» **Tasks to complete**:
• a. Does the loan process transcript agree with each statement below? For each one, answer yes or no and quote the deciding words of the transcript exactly. (i) The bank always gives the business owner a term sheet. (ii) Elaine Fairman says SBA loans are no longer the loan of last resort. (iii) An appraisal may be ordered during the loan process.
• b. How might the loan process podcast transcript go on? Continue it from its final line.

» **Passage**:
_ _ _ _

Setting Expectations Throughout the Loan Process

We’ve already talked about the paperwork needed to get a loan, as well as the pitfalls or fears of borrowing money. But what about expectations? What can business owners expect throughout this process? Elaine Fairman from BEFCOR has the answers!

Andrew Bowen: All right listeners, so here’s a question: where do you go when you want to talk business? CBR’s B2U Podcast, of course, presented by We’re bringing business resources directly to you. I’m Andrew Bowen, and I am your host. Today we are continuing our conversation with Elaine Fairman from BEFCOR. If you’re just now tuning in, be sure to listen to parts one and two at Alright, Elaine. We’ve already talked about the paperwork needed to get a loan, as well as the pitfalls or fears of borrowing money. What about expectations? What can business owners expect throughout this process?

Elaine Fairman: Well, it will take a little bit of time, so it is a time-consuming process. Also, the loan application process will typically start with an application form and a list of requirements that the bank needs, or a list of documents that they will need to evaluate the request. And next, the bank officer will ask some questions and want to talk with the small business owner and get some more details after they have reviewed the initial information. At some point, the bank will give a term sheet or describe the amount of the loan, and the terms and conditions under which they will lend. Not always, but usually.

And then, in the process, an appraisal may be ordered, and also some environmental reports or due diligence may be required. There’s a possibility that a business will get multiple offers from different banks if the business owner has applied for loans at different banks, so be prepared to compare the offers that are coming in. And again, look at what the business’ goals are, and the business owners’ goals, what’s the idea of the perfect offer? Make a spreadsheet. Compare the offers fairly, and then look at the closing cost. Look at the fees. Look at the terms that are being offered. Are there any covenants that are listed in there that might require the business to operate at certain ratios, or to perform a certain way in order for the loan to remain in place?

Andrew Bowen: That sounds like a good problem to have. If you have multiple offers coming from banks, right?

Elaine Fairman: It is usually…

Andrew Bowen: I guess, it’s better than the alternative of getting no one that wants to lend to you money.

Elaine Fairman: Sure. It is, and again, banks want to lend money to small businesses and so, you know, a lot of times a business will have multiple loans to choose from. And at that point, the small business owner needs to just compare them and make the right decision for that small business at that time.

Andrew Bowen: Great.

Elaine Fairman: Also, SBA loans may be offered, and SBA stands for ”Small Business Administration”. Those loans are no longer the loan of last resort. I think in the past that, no one wanted to use the SBA program unless they absolutely had to.

Andrew Bowen: Why was that?

Elaine Fairman: I think it’s just some old myths and some perceptions. I think right now that the SBA is a very good option for small businesses that are looking for long terms, and low-interest rates, and credit enhancements to make the project stronger. Many businesses are using the program to benefit their cash flow because of the low-interest rates and the long terms. And so, I think there’s just some perceptions about the SBA, but I think most business owners would be surprised to know what the many, many, many businesses that take advantage of this program and how helpful the programs can be.

Andrew Bowen: Yeah, and we’re going to talk more specifically about them in the next section I believe.

Elaine Fairman: Right. I look forward to that. That’s a great thing to talk about.

Andrew Bowen: That’s your favorite thing to talk about.

Elaine Fairman: That’s my favorite thing to talk about.

_ _ _ _

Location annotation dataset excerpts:
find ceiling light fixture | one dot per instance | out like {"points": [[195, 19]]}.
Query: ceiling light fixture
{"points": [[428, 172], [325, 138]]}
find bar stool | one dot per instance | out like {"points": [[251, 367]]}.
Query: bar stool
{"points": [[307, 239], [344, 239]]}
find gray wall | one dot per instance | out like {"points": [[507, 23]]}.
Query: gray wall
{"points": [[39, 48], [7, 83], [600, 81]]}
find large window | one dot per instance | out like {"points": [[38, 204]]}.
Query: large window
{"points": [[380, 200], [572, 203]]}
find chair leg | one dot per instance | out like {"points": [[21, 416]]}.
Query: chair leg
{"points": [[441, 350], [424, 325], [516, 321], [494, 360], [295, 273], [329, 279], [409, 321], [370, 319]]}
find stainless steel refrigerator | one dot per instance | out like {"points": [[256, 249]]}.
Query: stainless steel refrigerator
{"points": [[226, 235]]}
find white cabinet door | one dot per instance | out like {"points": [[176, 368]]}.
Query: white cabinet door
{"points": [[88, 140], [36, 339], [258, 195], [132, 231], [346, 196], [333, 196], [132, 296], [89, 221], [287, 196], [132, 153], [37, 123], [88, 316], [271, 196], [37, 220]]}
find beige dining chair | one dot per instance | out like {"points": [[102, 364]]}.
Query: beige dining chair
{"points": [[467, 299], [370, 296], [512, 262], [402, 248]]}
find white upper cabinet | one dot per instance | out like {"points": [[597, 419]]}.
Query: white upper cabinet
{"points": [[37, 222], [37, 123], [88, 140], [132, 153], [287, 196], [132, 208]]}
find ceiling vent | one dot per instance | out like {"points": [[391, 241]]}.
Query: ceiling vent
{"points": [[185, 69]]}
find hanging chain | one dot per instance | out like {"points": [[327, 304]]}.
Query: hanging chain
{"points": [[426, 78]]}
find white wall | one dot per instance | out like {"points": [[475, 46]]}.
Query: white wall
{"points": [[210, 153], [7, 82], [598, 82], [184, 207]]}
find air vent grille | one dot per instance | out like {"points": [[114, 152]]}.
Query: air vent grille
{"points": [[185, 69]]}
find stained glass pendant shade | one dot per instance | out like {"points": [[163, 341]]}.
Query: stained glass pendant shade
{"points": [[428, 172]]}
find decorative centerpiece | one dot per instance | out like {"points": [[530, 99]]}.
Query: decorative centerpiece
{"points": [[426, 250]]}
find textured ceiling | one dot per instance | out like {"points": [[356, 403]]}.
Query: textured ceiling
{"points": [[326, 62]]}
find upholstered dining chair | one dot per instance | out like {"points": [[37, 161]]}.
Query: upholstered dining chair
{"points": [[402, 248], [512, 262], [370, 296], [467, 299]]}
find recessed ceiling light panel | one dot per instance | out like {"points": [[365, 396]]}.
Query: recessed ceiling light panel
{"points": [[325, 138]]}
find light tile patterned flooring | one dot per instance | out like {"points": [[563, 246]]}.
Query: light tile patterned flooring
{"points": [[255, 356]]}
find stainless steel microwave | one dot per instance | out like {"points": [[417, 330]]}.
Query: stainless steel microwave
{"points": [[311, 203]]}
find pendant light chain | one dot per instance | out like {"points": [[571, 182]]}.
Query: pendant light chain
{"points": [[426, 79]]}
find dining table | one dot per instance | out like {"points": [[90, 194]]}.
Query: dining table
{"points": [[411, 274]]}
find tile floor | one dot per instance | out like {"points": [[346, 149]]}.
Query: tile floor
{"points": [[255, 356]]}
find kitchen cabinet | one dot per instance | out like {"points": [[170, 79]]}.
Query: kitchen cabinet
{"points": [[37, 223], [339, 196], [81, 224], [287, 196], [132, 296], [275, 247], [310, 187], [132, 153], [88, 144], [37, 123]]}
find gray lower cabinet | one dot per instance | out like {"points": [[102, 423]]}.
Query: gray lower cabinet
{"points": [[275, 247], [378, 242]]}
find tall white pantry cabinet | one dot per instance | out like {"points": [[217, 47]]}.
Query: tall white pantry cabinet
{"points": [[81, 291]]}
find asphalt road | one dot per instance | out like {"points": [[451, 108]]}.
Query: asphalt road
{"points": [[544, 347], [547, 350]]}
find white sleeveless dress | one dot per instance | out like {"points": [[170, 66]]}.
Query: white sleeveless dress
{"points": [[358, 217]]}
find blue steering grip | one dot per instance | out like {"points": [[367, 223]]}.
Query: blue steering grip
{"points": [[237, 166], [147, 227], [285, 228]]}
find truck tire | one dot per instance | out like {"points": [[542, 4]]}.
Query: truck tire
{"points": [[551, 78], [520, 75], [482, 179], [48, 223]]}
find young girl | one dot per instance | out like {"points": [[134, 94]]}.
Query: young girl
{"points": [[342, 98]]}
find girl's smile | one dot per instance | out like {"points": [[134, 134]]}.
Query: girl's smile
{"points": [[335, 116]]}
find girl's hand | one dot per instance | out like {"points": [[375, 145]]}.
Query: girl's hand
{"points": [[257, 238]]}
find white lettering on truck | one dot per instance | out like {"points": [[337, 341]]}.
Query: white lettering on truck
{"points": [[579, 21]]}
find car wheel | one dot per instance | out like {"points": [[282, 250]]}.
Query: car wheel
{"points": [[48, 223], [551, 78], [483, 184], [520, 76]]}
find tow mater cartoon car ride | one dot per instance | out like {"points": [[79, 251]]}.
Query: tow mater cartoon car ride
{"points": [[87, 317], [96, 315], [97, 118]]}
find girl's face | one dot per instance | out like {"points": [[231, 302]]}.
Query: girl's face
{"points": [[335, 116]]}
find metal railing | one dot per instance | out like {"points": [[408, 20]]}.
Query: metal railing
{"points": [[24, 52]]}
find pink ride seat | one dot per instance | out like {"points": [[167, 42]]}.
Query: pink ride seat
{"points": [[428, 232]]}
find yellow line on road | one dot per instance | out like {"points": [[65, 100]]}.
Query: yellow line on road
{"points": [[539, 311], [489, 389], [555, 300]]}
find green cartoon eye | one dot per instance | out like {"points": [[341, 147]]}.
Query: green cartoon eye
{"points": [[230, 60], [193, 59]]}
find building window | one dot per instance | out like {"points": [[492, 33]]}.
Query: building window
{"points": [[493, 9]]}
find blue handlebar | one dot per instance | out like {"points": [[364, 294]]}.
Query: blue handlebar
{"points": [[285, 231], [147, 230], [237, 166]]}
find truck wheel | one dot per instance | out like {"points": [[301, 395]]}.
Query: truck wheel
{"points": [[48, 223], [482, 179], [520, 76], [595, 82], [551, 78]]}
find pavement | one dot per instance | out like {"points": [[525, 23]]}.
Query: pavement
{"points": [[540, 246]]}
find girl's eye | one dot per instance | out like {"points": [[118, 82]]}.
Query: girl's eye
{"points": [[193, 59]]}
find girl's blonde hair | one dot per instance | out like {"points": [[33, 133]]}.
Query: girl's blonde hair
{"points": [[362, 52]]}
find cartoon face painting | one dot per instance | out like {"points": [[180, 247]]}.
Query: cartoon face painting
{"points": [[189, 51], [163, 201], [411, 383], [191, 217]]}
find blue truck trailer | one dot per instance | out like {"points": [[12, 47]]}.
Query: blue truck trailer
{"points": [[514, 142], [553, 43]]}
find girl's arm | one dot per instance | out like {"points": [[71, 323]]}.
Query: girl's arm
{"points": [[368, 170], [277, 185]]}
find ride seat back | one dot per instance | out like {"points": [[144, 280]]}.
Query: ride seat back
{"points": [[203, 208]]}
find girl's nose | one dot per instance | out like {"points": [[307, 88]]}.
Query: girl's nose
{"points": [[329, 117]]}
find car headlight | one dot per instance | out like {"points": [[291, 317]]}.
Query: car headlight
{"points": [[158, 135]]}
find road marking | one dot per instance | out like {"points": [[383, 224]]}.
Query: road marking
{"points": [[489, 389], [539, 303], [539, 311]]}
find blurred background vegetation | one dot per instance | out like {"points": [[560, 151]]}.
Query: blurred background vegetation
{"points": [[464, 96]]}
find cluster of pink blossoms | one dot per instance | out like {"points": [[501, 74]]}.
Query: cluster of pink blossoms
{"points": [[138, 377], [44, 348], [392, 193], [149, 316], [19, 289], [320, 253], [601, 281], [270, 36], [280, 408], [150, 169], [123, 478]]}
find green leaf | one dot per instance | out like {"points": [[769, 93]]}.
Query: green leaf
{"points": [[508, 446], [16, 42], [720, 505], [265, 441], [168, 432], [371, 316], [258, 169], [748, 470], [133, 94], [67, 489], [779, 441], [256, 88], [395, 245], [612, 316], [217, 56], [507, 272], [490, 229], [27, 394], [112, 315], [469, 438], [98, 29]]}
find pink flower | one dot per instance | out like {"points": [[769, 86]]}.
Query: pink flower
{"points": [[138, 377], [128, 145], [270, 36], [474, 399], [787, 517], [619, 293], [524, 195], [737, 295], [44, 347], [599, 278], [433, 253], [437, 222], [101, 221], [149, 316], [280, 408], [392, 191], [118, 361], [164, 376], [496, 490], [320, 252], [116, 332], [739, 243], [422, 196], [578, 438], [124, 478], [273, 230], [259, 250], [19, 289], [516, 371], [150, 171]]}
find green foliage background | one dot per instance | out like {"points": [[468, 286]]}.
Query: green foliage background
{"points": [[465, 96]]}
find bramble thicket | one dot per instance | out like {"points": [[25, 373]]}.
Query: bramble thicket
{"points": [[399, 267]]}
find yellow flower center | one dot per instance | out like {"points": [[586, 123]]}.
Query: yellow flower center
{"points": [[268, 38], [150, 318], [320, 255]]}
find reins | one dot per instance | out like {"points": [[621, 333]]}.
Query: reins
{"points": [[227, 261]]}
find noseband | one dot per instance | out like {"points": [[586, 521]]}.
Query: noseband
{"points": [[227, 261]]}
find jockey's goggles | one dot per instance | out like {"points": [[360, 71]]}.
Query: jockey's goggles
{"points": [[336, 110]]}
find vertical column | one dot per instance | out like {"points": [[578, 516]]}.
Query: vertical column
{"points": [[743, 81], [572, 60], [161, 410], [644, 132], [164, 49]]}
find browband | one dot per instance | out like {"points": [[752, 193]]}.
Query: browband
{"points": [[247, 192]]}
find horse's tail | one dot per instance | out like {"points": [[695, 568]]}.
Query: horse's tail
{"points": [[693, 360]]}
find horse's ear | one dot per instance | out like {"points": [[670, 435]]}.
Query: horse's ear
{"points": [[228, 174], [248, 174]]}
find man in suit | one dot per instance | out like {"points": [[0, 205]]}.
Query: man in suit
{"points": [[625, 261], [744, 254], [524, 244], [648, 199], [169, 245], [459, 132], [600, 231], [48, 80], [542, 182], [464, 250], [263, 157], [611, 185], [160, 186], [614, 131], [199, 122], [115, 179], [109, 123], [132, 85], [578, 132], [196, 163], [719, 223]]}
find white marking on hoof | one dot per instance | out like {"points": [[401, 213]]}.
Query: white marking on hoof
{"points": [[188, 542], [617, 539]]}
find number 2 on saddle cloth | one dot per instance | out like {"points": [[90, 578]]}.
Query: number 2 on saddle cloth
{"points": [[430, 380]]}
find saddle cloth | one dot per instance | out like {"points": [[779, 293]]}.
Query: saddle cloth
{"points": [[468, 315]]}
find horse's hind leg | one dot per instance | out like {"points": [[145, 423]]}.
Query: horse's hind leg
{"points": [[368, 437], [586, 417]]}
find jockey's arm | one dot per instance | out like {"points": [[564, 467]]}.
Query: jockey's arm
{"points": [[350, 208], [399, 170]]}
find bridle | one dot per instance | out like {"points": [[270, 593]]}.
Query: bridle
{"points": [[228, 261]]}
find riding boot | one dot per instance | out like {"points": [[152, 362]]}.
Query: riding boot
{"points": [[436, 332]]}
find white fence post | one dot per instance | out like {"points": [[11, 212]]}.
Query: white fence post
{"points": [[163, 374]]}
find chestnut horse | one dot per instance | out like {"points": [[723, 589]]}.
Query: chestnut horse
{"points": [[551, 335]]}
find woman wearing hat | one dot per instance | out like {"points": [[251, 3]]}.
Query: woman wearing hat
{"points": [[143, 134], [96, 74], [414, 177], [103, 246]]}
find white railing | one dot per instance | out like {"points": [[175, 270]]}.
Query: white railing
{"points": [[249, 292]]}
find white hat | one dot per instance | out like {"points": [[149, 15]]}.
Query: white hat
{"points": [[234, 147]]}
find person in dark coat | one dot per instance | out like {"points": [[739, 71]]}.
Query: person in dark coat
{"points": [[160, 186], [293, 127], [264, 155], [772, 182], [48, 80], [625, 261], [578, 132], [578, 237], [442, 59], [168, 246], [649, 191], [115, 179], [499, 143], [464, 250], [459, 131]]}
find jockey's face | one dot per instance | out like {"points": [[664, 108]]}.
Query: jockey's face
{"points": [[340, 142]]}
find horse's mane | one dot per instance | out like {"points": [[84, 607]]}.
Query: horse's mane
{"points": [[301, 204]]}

_ _ _ _

» **Responses**:
• a.
(i) No: "Not always, but usually."
(ii) Yes: "Those loans are no longer the loan of last resort."
(iii) Yes: "an appraisal may be ordered"

• b.
And the fees and the cost, just be prepared for professional fees such as appraisers, surveyors, environmental professionals, and attorneys. The banks can also sometimes charge origination fees, which will add a little bit more cost to the project. So the small business owner needs to be prepared for that, and also find out if those fees are going to be financed or if the business owner needs to pay for them out of pocket whenever the loan is closed.

Expect the banks to ask questions repeatedly; sometimes a business owner will answer a question, and then the bank will come back and want to dig a little bit deeper or get more clarification. So just be prepared that you may be answering the same question over and over. Some banks will offer less money than is desired, and we talked about that earlier. The small business owner needs to think carefully about whether enough money is being made available to them to complete a project or if it’s going to harm them by taking less than what they really need.

Andrew Bowen: Or if they even have the ability to scale down what their operations were expected to be, proportionally to the money they are going to get.

Elaine Fairman: Sometimes, for example, if a business is purchasing machinery and equipment, if they cannot get enough financing to support that, it may be that pulling more cash out of the business to make up the difference is so harmful, that it’s better to delay the project until better financing options are available. Sometimes it’s better to wait and to table a project, rather than to take the loan that’s not best suited for the business at that time.

Andrew Bowen: So if that were the case for a business owner, in your experience is it something that they make these decisions on their own, or can they come to someone like you, or SCORE, and say, ”Here is the conundrum I have. I want to do this project. I wanted this much money, but I’m only getting this much. Can you help me think through what the best choice is to make, whether I can scale back or should I wait?”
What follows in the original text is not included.